START Material for the task
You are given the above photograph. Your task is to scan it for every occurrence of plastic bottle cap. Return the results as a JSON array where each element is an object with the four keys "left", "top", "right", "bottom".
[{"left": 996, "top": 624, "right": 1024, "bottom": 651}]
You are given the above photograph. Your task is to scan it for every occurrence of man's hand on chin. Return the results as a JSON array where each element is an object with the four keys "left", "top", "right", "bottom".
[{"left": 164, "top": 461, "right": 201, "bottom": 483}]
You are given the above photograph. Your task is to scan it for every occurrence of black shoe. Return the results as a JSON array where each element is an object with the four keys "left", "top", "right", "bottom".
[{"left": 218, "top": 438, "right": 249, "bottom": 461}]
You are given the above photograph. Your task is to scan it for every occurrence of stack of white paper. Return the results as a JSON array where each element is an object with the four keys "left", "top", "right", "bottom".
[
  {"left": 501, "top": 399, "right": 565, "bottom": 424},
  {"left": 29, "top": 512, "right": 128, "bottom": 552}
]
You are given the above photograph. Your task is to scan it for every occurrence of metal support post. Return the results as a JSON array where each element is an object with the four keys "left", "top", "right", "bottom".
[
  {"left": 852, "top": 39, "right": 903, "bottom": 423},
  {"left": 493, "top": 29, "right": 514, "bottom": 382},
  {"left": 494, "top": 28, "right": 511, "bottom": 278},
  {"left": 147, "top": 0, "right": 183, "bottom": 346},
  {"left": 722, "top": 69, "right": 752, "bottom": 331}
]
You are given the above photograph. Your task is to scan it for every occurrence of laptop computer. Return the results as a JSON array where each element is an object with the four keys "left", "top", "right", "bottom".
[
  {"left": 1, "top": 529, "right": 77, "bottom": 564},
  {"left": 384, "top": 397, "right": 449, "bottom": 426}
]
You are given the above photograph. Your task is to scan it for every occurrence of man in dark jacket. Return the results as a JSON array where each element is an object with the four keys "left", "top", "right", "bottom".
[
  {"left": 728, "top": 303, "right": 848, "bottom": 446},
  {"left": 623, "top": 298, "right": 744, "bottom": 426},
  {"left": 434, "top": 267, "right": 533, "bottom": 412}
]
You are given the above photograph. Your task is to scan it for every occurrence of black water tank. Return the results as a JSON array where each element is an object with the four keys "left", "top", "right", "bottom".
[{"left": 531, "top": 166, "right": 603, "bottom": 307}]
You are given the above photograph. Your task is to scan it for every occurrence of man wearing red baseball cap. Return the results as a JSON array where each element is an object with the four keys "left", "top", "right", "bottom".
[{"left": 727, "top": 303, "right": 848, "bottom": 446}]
END Material for the task
**Your goal:** From the line holding "of man wearing" to the last line of the data above, copy every line exactly and include nothing more.

**Solution:**
You are given the above photograph. Your task is to scan it for every occurrence of man wearing red baseball cap. Return the results as a JSON array where each element is an object with the four keys "left", "top", "right", "bottom".
[{"left": 727, "top": 303, "right": 848, "bottom": 446}]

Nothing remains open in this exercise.